■ **Collected data**:

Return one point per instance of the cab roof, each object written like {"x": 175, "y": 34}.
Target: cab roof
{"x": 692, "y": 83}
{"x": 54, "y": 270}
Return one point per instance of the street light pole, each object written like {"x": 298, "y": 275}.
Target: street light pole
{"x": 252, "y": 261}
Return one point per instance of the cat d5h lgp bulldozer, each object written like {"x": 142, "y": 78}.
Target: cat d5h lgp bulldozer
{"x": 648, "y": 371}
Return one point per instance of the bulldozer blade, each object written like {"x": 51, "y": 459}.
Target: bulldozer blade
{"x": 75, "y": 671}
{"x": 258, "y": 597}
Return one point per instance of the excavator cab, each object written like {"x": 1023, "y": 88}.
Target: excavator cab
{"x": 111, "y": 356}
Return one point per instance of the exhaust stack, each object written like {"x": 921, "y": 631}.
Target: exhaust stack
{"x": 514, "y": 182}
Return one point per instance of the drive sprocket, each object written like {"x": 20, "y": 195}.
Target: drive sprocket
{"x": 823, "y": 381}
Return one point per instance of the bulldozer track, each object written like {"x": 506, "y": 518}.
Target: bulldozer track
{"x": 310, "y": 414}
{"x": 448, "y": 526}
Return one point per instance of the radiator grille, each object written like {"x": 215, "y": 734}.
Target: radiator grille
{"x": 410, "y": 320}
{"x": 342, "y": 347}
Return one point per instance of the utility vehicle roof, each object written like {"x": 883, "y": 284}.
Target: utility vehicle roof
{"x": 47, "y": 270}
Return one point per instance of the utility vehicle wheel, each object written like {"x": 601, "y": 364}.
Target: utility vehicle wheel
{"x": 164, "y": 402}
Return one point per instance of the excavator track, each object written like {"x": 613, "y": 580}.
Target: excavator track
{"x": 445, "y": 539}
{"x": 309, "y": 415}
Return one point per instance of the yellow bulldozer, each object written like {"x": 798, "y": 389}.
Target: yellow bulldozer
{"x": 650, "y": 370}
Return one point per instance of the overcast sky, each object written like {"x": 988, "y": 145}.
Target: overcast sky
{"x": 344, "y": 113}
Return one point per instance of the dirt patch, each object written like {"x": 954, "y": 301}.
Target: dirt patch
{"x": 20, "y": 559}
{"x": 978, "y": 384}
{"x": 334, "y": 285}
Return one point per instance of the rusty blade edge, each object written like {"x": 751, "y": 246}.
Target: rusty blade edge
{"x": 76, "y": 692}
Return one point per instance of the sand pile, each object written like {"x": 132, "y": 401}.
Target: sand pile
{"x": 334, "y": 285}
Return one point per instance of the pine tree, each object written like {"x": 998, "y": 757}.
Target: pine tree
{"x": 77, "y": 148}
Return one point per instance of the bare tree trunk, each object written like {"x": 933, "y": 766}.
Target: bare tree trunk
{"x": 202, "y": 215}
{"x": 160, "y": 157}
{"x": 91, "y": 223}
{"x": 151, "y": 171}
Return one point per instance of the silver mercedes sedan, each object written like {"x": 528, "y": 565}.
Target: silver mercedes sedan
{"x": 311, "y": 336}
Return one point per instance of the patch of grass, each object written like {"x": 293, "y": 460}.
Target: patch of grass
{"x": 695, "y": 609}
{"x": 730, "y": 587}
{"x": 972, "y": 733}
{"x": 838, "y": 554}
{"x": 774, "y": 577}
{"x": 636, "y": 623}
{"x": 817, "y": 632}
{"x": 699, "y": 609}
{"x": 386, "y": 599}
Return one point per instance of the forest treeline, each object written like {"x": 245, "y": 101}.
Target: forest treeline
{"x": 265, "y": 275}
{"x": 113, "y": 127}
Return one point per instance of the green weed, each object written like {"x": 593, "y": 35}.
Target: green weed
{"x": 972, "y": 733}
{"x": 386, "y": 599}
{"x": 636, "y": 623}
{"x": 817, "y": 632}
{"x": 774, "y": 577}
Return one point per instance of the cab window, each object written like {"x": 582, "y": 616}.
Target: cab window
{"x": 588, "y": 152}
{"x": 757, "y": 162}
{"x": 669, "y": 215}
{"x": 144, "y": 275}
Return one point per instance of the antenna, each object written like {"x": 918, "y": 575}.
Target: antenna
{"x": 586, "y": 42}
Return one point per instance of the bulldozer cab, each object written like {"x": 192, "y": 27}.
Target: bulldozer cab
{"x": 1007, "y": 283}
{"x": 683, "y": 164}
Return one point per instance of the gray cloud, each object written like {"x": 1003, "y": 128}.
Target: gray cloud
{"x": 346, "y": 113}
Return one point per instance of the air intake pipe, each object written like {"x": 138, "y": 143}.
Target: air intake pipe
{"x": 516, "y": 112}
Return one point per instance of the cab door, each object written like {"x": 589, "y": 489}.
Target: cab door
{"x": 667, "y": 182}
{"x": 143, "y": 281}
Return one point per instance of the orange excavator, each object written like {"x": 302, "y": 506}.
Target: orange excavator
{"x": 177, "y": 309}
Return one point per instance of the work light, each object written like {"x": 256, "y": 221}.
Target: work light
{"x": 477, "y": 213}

■ **What is needed**:
Repeat the lines above exactly.

■ **Solution to this task**:
Return one point per instance of the cab roof, each object written like {"x": 175, "y": 34}.
Target: cab roof
{"x": 692, "y": 83}
{"x": 54, "y": 270}
Return one point per instance of the street light pole, each object written like {"x": 298, "y": 275}.
Target: street light pole
{"x": 252, "y": 261}
Return one point per instance of the cat d5h lgp bulldozer, each object written like {"x": 142, "y": 78}.
Target: cat d5h lgp bulldozer
{"x": 648, "y": 371}
Return one point per instance of the bulldozer blade, each object written like {"x": 51, "y": 459}.
Target: bulldozer blade
{"x": 75, "y": 671}
{"x": 258, "y": 597}
Return one point per instance of the excavator cab, each object written like {"x": 1023, "y": 88}.
Target: excavator cab
{"x": 111, "y": 356}
Return one point per instance of the exhaust stack, each object written like {"x": 921, "y": 631}.
Target: exhaust stack
{"x": 514, "y": 182}
Return one point per instance of the drive sprocket, each object written like {"x": 20, "y": 195}.
Target: drive sprocket
{"x": 823, "y": 381}
Return one point per instance of the bulldozer track, each object written like {"x": 506, "y": 518}.
Target: bulldozer track
{"x": 310, "y": 414}
{"x": 448, "y": 526}
Return one point per instance of the radiator grille, each object written like {"x": 215, "y": 734}.
Target: radiator grille
{"x": 410, "y": 320}
{"x": 342, "y": 347}
Return one point per instance of the utility vehicle roof, each object written like {"x": 883, "y": 284}.
Target: utility vehicle roof
{"x": 47, "y": 270}
Return one point per instance of the utility vehicle wheel, each object written like {"x": 601, "y": 364}.
Target: utility vehicle wheel
{"x": 164, "y": 402}
Return one point per instance of the excavator track, each object written like {"x": 613, "y": 580}.
Target: excavator track
{"x": 445, "y": 539}
{"x": 309, "y": 415}
Return one point per instance of the yellow bulldozer, each object written like {"x": 798, "y": 389}.
Target: yellow bulldozer
{"x": 650, "y": 370}
Return one point per instance of the overcast sky, each object written like {"x": 988, "y": 145}.
Target: overcast sky
{"x": 344, "y": 113}
Return one point per instance of the dirt patch, each object written like {"x": 954, "y": 301}.
Target: dirt patch
{"x": 20, "y": 559}
{"x": 978, "y": 384}
{"x": 334, "y": 285}
Return one point per instance of the rusty blade edge, each object written like {"x": 751, "y": 246}.
Target: rusty blade edge
{"x": 76, "y": 692}
Return one point per instance of the sand pile, each object written like {"x": 132, "y": 401}.
Target: sand pile
{"x": 334, "y": 285}
Return one point per instance of the pine tree, each object written like {"x": 998, "y": 757}.
Target: pine tree
{"x": 77, "y": 148}
Return one point per instance of the bare tree trunk, each object written like {"x": 933, "y": 766}.
Target: bare tree trunk
{"x": 202, "y": 215}
{"x": 160, "y": 157}
{"x": 91, "y": 223}
{"x": 151, "y": 171}
Return one point per instance of the silver mercedes sedan, each object written like {"x": 528, "y": 565}.
Target: silver mercedes sedan
{"x": 311, "y": 336}
Return one point per instance of the patch of grass, each object written like {"x": 293, "y": 460}.
Target: patch of grass
{"x": 695, "y": 609}
{"x": 730, "y": 587}
{"x": 972, "y": 733}
{"x": 838, "y": 554}
{"x": 774, "y": 577}
{"x": 636, "y": 623}
{"x": 817, "y": 632}
{"x": 699, "y": 609}
{"x": 386, "y": 599}
Return one point per instance of the forest treeline, each object written like {"x": 245, "y": 101}.
Target: forest treeline
{"x": 265, "y": 275}
{"x": 113, "y": 127}
Return one point per instance of the green weed, each object written like {"x": 593, "y": 35}.
Target: green weed
{"x": 972, "y": 733}
{"x": 386, "y": 599}
{"x": 636, "y": 623}
{"x": 817, "y": 632}
{"x": 774, "y": 577}
Return one point per instance of the cab window, each object written like {"x": 582, "y": 616}.
Target: cab window
{"x": 588, "y": 152}
{"x": 757, "y": 162}
{"x": 669, "y": 215}
{"x": 144, "y": 275}
Return one point per instance of the antenna, each object written like {"x": 918, "y": 575}.
Target: antenna
{"x": 586, "y": 42}
Return one point per instance of the bulldozer cab, each object written like {"x": 192, "y": 27}.
Target: bulldozer cab
{"x": 1007, "y": 283}
{"x": 683, "y": 164}
Return one point per instance of the gray cloud, each object written like {"x": 1003, "y": 128}.
Target: gray cloud
{"x": 346, "y": 113}
Return one point per instance of the air intake pipe, each object written like {"x": 138, "y": 143}.
Target: air intake pipe
{"x": 516, "y": 112}
Return one point per instance of the cab door, each object written like {"x": 589, "y": 489}.
Target: cab door
{"x": 667, "y": 182}
{"x": 143, "y": 281}
Return one point per instance of the orange excavator, each object written like {"x": 302, "y": 506}.
Target: orange excavator
{"x": 177, "y": 309}
Return one point per instance of the work light, each object written like {"x": 256, "y": 221}.
Target: work light
{"x": 477, "y": 213}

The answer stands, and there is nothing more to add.